Locate the line containing "of the pink" in the material below. Copy that line and all following lines through the end exactly, omitting any pictures.

----

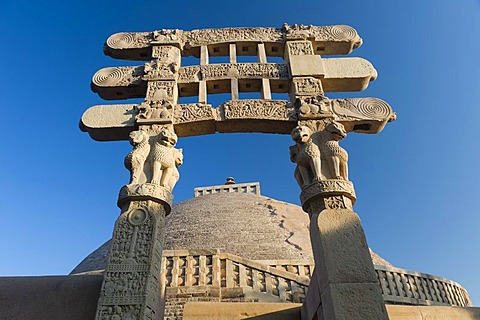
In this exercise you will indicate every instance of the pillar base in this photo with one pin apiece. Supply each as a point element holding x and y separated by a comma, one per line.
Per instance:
<point>345,281</point>
<point>131,285</point>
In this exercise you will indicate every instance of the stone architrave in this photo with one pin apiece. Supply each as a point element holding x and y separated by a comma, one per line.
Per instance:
<point>346,287</point>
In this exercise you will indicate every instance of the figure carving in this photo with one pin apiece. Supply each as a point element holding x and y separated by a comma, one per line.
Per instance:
<point>312,149</point>
<point>154,110</point>
<point>164,159</point>
<point>135,160</point>
<point>178,156</point>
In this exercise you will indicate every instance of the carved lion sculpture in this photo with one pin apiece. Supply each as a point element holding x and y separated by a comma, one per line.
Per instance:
<point>178,155</point>
<point>312,148</point>
<point>336,156</point>
<point>163,158</point>
<point>135,160</point>
<point>306,155</point>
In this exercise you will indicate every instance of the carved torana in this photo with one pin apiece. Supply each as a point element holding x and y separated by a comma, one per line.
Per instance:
<point>257,109</point>
<point>131,287</point>
<point>339,39</point>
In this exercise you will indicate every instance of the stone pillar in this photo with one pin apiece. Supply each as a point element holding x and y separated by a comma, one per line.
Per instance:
<point>344,273</point>
<point>344,285</point>
<point>131,285</point>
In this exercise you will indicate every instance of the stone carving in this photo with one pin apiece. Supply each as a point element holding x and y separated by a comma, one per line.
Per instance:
<point>146,191</point>
<point>362,108</point>
<point>154,111</point>
<point>135,160</point>
<point>234,70</point>
<point>157,70</point>
<point>129,40</point>
<point>175,175</point>
<point>314,107</point>
<point>296,48</point>
<point>166,35</point>
<point>117,76</point>
<point>258,109</point>
<point>307,86</point>
<point>327,189</point>
<point>161,90</point>
<point>132,266</point>
<point>196,38</point>
<point>164,159</point>
<point>324,33</point>
<point>312,148</point>
<point>193,112</point>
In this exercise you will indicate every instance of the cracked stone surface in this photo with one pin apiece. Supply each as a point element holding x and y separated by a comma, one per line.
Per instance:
<point>251,226</point>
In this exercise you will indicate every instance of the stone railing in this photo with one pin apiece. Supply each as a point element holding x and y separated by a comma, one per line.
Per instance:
<point>186,268</point>
<point>400,286</point>
<point>289,279</point>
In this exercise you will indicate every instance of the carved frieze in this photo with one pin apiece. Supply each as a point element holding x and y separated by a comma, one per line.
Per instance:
<point>296,48</point>
<point>362,109</point>
<point>117,76</point>
<point>124,40</point>
<point>324,33</point>
<point>133,267</point>
<point>144,191</point>
<point>313,107</point>
<point>327,188</point>
<point>167,36</point>
<point>201,37</point>
<point>257,109</point>
<point>318,154</point>
<point>307,86</point>
<point>154,112</point>
<point>161,90</point>
<point>157,70</point>
<point>235,70</point>
<point>193,112</point>
<point>196,38</point>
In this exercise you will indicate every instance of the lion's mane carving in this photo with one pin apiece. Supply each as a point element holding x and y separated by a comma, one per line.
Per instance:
<point>314,149</point>
<point>164,159</point>
<point>135,160</point>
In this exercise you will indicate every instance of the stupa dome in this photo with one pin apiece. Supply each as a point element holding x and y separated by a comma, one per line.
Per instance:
<point>236,219</point>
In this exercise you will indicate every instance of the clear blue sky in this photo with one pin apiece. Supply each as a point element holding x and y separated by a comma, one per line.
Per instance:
<point>416,182</point>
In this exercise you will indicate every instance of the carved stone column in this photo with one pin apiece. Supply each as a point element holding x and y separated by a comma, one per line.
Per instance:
<point>131,284</point>
<point>344,285</point>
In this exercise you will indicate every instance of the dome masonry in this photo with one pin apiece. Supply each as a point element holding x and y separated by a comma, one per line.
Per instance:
<point>236,219</point>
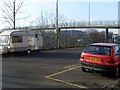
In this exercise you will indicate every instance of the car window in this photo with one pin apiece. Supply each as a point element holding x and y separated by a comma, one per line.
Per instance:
<point>101,50</point>
<point>116,50</point>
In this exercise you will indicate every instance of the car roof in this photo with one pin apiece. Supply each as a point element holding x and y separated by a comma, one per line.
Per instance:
<point>105,44</point>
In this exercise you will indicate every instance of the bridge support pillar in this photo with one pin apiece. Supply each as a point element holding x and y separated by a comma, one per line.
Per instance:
<point>106,35</point>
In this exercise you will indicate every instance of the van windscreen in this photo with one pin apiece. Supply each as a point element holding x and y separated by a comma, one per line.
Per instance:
<point>100,50</point>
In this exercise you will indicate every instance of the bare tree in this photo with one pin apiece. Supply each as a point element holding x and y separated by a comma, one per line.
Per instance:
<point>11,9</point>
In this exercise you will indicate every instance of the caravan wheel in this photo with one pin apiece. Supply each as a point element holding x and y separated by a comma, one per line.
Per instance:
<point>28,51</point>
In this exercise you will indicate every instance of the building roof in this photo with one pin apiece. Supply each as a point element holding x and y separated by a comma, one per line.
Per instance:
<point>105,44</point>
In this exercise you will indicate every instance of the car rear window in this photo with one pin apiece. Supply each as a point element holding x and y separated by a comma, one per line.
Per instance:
<point>100,50</point>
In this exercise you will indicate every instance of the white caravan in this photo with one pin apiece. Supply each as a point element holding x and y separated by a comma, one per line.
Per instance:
<point>20,40</point>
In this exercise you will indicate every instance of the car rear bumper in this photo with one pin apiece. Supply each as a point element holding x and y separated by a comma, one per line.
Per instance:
<point>97,67</point>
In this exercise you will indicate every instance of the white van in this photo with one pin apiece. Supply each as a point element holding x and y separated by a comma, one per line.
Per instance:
<point>20,40</point>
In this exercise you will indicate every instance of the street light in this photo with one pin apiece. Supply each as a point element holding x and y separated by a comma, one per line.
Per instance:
<point>14,13</point>
<point>89,12</point>
<point>57,29</point>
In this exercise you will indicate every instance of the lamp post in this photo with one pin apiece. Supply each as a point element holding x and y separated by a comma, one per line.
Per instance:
<point>57,29</point>
<point>89,12</point>
<point>14,14</point>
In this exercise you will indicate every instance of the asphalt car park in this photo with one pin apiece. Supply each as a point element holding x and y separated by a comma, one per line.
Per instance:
<point>51,69</point>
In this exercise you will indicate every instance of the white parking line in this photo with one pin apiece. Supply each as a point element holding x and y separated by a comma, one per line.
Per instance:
<point>62,81</point>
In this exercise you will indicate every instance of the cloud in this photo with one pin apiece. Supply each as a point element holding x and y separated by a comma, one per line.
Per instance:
<point>74,0</point>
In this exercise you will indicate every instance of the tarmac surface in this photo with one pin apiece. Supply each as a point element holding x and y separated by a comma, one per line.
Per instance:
<point>51,69</point>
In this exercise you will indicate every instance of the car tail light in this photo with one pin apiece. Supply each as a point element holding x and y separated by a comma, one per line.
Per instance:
<point>110,60</point>
<point>82,57</point>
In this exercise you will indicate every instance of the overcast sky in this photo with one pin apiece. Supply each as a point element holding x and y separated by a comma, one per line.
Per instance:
<point>77,10</point>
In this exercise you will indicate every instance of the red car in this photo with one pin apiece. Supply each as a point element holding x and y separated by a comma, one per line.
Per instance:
<point>101,57</point>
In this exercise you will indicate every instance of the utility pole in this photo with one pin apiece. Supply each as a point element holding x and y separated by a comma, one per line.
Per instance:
<point>89,12</point>
<point>57,29</point>
<point>14,13</point>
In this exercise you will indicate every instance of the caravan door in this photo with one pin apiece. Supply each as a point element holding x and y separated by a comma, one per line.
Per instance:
<point>38,40</point>
<point>31,42</point>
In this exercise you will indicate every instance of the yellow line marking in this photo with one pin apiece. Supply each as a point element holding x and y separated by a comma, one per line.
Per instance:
<point>62,81</point>
<point>70,66</point>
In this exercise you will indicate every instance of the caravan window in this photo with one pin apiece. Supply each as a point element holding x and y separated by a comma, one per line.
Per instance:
<point>3,39</point>
<point>17,39</point>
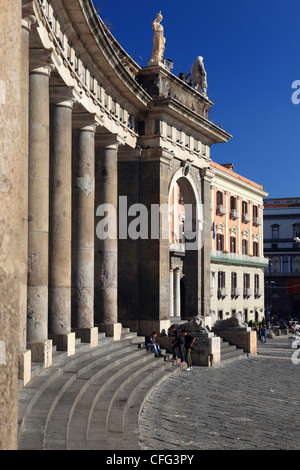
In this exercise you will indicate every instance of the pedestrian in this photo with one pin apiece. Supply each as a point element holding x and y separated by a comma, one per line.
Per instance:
<point>152,344</point>
<point>177,344</point>
<point>263,334</point>
<point>188,344</point>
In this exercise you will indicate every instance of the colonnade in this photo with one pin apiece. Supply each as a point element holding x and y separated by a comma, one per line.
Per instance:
<point>70,276</point>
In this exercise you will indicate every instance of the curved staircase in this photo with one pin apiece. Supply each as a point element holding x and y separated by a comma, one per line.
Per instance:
<point>91,400</point>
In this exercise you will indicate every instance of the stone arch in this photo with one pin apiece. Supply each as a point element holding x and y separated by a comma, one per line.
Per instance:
<point>188,252</point>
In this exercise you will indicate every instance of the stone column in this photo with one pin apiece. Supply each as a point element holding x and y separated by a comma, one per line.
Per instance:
<point>206,178</point>
<point>61,99</point>
<point>177,309</point>
<point>171,292</point>
<point>83,229</point>
<point>24,353</point>
<point>38,207</point>
<point>106,249</point>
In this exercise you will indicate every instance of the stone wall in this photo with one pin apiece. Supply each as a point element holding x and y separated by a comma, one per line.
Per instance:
<point>10,267</point>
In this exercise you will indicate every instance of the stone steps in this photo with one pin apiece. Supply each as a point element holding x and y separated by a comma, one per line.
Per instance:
<point>91,400</point>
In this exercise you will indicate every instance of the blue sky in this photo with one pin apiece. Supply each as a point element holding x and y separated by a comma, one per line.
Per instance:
<point>251,51</point>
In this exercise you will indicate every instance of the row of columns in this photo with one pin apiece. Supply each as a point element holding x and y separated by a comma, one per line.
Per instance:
<point>67,171</point>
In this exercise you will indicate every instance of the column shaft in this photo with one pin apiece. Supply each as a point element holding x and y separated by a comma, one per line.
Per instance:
<point>83,233</point>
<point>60,223</point>
<point>38,215</point>
<point>106,250</point>
<point>24,354</point>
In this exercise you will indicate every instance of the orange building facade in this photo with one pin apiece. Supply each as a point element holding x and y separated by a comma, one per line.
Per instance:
<point>237,260</point>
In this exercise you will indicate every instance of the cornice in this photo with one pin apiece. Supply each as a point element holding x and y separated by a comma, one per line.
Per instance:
<point>101,51</point>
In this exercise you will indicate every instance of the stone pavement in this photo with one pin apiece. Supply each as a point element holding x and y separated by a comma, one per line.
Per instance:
<point>246,404</point>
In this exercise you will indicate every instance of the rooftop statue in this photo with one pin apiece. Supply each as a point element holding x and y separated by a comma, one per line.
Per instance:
<point>198,76</point>
<point>158,41</point>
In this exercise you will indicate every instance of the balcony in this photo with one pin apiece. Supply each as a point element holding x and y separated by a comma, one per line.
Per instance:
<point>234,214</point>
<point>237,258</point>
<point>258,292</point>
<point>246,218</point>
<point>221,210</point>
<point>222,292</point>
<point>235,292</point>
<point>247,292</point>
<point>177,247</point>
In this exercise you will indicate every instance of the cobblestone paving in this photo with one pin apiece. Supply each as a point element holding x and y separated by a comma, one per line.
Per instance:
<point>246,404</point>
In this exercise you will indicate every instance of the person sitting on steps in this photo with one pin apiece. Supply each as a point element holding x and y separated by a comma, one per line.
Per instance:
<point>152,344</point>
<point>177,343</point>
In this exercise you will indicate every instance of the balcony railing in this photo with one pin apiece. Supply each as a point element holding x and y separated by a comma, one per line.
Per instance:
<point>238,258</point>
<point>258,292</point>
<point>247,292</point>
<point>235,292</point>
<point>178,247</point>
<point>222,292</point>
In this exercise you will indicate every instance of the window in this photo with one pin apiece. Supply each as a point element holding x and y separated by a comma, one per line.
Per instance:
<point>246,285</point>
<point>220,241</point>
<point>296,231</point>
<point>219,198</point>
<point>275,264</point>
<point>84,74</point>
<point>295,264</point>
<point>232,202</point>
<point>232,245</point>
<point>244,207</point>
<point>221,279</point>
<point>244,247</point>
<point>275,231</point>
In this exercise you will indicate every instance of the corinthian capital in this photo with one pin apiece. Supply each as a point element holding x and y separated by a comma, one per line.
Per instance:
<point>40,61</point>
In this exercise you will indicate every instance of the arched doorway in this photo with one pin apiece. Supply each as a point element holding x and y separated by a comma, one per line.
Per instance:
<point>185,232</point>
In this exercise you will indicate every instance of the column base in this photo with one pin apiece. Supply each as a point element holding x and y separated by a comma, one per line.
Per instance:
<point>64,343</point>
<point>145,327</point>
<point>25,366</point>
<point>87,335</point>
<point>41,352</point>
<point>112,329</point>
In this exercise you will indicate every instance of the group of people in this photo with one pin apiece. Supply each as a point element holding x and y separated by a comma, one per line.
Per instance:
<point>182,344</point>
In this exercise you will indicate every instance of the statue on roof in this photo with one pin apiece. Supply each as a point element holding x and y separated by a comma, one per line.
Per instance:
<point>199,76</point>
<point>158,41</point>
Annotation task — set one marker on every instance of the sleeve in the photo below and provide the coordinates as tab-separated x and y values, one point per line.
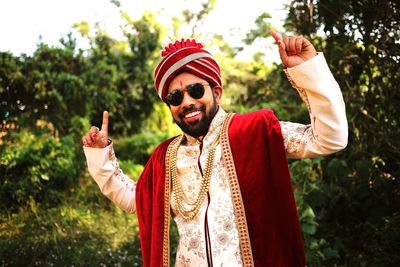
327	133
113	183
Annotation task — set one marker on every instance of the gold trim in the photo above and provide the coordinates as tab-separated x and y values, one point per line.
167	193
238	207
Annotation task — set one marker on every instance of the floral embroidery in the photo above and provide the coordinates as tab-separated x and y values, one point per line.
221	221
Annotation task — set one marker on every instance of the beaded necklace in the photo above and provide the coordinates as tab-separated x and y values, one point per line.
186	208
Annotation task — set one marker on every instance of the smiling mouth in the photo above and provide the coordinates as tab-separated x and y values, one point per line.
192	114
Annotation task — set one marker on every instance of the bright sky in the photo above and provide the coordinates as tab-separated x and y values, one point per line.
23	21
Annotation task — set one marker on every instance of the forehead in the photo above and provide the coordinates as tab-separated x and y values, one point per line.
183	79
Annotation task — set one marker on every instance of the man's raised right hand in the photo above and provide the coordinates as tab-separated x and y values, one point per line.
95	137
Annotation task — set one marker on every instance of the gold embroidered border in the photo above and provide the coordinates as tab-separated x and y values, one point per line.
238	206
167	193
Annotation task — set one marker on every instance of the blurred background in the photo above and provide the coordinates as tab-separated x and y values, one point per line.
63	62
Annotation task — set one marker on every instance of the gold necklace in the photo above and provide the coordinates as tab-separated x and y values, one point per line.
188	209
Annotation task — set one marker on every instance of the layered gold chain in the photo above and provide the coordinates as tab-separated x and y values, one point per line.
186	208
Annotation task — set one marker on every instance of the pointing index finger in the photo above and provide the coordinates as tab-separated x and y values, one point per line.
278	38
104	126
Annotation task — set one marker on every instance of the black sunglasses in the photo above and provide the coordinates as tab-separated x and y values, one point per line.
195	90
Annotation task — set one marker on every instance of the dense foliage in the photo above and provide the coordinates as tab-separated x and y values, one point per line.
53	214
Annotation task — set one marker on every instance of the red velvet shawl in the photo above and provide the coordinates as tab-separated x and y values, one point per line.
261	166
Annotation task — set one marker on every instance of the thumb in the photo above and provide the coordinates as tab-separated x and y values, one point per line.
104	126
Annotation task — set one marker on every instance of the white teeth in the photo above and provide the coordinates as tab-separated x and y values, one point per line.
192	114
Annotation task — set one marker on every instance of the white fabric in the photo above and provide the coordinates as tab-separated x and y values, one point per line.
326	134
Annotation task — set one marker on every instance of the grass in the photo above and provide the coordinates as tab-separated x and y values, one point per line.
86	230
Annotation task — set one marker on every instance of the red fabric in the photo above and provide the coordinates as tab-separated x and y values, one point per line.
188	56
261	165
150	206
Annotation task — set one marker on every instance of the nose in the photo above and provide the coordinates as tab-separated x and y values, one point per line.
187	100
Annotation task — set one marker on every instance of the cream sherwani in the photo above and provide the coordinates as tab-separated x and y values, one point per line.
212	235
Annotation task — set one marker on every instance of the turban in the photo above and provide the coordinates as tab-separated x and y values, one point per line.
186	56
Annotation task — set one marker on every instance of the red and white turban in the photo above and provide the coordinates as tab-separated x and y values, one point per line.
185	56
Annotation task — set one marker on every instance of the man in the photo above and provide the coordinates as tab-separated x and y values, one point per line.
225	180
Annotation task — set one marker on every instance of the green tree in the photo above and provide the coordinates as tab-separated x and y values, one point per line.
361	44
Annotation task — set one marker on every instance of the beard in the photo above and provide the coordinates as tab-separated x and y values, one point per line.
200	127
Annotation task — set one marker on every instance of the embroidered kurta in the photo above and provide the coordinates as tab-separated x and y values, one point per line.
212	235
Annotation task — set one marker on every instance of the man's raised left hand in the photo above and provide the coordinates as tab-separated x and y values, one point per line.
294	50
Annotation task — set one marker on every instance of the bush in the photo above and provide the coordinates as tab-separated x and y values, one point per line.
139	147
36	166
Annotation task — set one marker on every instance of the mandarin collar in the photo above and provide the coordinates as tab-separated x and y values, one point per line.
213	130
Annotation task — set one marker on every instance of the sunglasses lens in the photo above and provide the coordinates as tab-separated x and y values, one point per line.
196	90
175	98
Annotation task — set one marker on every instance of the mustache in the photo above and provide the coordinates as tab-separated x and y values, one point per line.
185	110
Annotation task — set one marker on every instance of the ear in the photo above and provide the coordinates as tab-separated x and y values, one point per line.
218	93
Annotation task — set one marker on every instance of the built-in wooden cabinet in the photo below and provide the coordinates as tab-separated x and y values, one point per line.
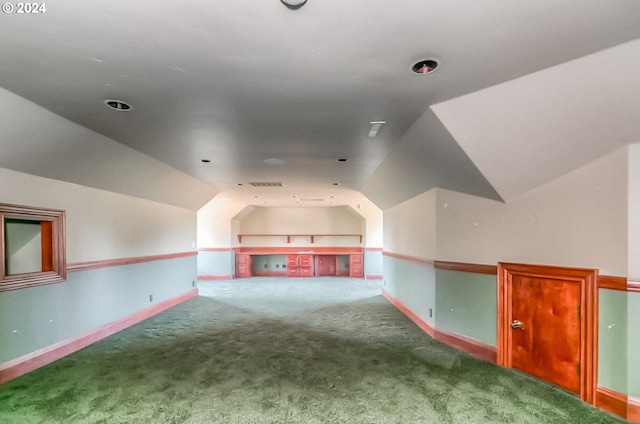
300	265
243	265
321	261
356	266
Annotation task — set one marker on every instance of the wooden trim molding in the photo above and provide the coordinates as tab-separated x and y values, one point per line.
312	237
472	347
275	250
611	401
612	283
52	259
633	410
41	357
423	325
215	277
446	265
414	259
84	266
627	407
633	285
215	249
465	267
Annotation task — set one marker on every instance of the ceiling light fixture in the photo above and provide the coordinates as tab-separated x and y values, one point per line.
294	4
375	127
118	105
425	66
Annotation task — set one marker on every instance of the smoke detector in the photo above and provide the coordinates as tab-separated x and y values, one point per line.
425	66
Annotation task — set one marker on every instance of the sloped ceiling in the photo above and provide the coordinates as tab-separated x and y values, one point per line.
269	94
531	130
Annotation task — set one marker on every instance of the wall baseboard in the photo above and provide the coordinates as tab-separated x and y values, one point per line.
472	347
627	407
215	277
41	357
633	409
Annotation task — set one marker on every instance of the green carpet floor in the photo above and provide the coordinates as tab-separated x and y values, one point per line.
282	351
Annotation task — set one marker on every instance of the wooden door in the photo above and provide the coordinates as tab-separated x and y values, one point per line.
305	263
356	266
547	342
243	265
547	324
292	266
326	265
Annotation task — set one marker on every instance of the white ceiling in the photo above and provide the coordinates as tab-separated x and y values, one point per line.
271	94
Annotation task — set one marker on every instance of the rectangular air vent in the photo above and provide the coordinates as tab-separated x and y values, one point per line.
262	184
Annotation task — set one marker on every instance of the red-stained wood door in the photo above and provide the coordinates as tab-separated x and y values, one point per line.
243	265
547	324
545	332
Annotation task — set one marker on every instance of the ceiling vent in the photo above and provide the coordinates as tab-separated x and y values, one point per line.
267	184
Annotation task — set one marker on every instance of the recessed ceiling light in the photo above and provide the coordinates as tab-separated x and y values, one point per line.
274	161
425	66
375	127
118	105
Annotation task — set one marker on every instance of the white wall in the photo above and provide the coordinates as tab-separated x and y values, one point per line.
577	220
634	212
214	223
301	221
410	227
104	225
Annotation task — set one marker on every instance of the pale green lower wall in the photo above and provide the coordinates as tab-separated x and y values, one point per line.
467	305
633	343
612	340
34	318
216	263
373	262
461	303
412	283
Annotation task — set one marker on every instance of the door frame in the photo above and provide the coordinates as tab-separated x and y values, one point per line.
588	280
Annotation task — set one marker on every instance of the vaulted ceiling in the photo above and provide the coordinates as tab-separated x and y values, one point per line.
525	91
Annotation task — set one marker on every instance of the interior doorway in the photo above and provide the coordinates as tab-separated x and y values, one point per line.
547	324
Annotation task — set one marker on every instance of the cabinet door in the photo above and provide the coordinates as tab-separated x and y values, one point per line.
243	265
356	266
292	266
305	261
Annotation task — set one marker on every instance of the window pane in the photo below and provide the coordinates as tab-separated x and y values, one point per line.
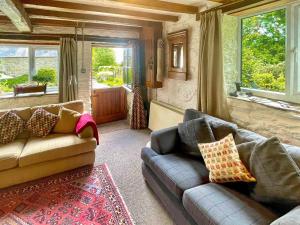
14	67
46	67
107	64
263	51
298	51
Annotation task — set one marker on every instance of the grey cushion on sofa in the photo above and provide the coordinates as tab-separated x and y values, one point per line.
243	136
191	114
178	172
165	141
245	150
221	128
277	175
291	218
217	205
193	132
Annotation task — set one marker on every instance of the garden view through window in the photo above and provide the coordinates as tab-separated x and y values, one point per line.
112	67
21	66
264	51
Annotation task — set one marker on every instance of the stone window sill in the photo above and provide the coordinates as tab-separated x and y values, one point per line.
11	96
281	105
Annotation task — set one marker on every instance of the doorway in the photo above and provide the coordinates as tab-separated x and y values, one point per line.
111	72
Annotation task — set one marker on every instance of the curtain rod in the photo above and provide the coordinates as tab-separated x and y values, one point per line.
56	37
237	5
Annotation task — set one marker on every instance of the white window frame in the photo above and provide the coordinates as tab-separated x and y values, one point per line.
31	57
292	72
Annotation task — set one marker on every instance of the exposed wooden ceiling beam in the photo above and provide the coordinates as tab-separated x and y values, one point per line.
56	37
100	9
238	6
15	11
88	17
68	23
161	5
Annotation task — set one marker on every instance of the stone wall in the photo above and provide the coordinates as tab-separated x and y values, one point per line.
266	121
182	94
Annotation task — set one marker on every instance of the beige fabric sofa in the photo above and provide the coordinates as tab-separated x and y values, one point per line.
29	158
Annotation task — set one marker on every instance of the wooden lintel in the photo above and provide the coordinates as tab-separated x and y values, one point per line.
86	8
15	11
67	23
238	6
89	17
56	37
161	5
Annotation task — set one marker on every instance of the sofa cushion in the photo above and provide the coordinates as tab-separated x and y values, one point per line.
41	123
218	205
9	154
278	176
245	150
223	162
294	151
178	172
11	125
291	218
191	114
23	113
66	122
54	146
221	128
193	132
243	136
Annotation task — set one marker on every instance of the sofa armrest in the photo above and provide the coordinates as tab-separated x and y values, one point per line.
165	141
291	218
86	133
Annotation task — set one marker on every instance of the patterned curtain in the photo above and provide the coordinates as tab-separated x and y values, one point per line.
138	114
138	117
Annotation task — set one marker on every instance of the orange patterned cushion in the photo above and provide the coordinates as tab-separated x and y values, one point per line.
41	123
11	125
223	162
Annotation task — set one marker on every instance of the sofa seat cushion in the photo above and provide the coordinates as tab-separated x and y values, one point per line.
216	204
10	153
178	172
54	146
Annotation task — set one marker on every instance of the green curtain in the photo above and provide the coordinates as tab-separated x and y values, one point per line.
68	79
212	97
140	103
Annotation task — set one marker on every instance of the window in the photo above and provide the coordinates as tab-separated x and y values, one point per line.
268	64
20	64
127	68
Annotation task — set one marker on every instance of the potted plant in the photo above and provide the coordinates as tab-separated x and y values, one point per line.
42	78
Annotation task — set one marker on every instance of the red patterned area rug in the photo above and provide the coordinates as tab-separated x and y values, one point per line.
87	195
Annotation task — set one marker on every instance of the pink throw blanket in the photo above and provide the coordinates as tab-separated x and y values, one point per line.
85	121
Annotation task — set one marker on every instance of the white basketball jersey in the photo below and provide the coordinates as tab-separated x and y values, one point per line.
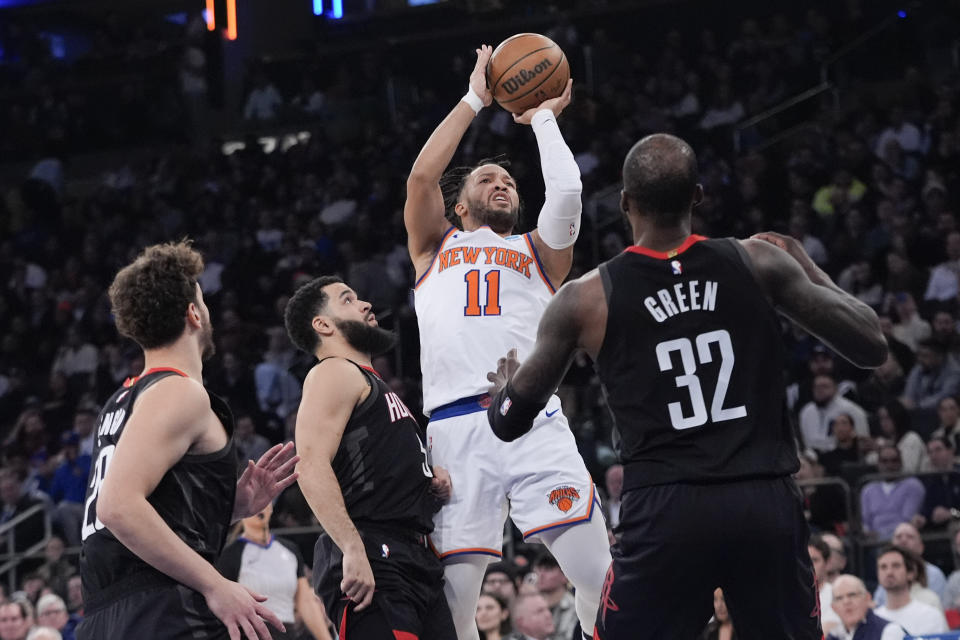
482	296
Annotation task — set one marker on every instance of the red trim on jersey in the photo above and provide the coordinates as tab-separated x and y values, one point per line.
371	370
129	382
691	240
342	631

----

| Final result |
Annotation task — set one marker on every instance of the pink throw blanket in the photo above and provide the coordinates as tab-separated x and y values, one point per line.
85	121
Annotation task — set one marker on every instance of the white basketball jersey in the photo below and provide the coordinates as tab-separated x and y values, one point per line.
482	296
Annotation task — set one marker on every instance of the red trim on jersey in the photo above and provide the coordinates as tab-separated x and y values, one point per line.
371	370
129	382
691	240
342	631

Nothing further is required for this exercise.